====== ENTRIES ======

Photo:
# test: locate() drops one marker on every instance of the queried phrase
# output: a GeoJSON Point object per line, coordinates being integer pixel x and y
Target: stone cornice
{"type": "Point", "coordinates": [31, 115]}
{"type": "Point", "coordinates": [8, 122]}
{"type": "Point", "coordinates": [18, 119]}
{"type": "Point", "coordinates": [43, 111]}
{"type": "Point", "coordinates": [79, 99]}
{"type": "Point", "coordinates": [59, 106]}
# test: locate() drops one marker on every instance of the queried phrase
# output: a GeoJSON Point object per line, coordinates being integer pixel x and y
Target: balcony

======
====== ENTRIES ======

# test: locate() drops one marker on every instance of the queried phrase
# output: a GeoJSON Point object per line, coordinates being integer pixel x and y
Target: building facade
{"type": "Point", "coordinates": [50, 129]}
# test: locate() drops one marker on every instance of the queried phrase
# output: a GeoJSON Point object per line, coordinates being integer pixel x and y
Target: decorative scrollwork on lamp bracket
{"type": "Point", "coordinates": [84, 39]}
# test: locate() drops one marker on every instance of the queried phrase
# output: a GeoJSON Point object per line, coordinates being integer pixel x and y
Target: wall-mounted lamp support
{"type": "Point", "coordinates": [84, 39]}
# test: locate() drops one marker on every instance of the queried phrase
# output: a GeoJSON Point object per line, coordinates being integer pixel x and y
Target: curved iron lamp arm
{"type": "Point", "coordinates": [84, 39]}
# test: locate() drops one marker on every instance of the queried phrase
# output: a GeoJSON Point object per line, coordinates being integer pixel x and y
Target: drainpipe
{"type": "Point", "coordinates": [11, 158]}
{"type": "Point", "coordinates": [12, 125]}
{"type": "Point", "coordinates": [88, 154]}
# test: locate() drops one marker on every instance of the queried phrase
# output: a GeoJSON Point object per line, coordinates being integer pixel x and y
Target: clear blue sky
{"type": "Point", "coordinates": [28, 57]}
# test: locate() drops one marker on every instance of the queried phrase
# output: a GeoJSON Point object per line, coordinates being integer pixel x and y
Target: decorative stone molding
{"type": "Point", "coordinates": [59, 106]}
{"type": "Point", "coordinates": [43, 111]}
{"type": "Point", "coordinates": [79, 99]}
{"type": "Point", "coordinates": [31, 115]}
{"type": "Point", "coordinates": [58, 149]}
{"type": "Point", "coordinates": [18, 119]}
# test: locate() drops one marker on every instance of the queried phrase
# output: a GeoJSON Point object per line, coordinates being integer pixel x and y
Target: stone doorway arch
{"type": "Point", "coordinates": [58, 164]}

======
====== ENTRIES ======

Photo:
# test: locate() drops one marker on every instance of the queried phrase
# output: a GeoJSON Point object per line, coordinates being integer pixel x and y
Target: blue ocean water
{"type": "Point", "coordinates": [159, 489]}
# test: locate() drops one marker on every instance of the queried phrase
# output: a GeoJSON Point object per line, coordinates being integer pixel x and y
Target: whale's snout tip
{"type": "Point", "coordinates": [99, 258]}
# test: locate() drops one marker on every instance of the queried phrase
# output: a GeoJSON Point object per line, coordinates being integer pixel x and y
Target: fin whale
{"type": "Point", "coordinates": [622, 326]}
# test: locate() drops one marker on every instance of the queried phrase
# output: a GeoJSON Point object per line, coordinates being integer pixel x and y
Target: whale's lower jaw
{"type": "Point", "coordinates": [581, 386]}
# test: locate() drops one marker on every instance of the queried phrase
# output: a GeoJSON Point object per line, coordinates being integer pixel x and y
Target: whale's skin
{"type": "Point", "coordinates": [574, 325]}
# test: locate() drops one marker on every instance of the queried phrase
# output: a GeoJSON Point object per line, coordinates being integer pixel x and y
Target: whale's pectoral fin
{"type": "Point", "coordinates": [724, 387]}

======

Can you find every line in the records that contains the string "lamp" and copy each of those lines out? Case counts.

## RESULT FOR THIS EXERCISE
Target: decorative scrollwork on lamp bracket
Target: wall-mounted lamp support
Target: curved iron lamp arm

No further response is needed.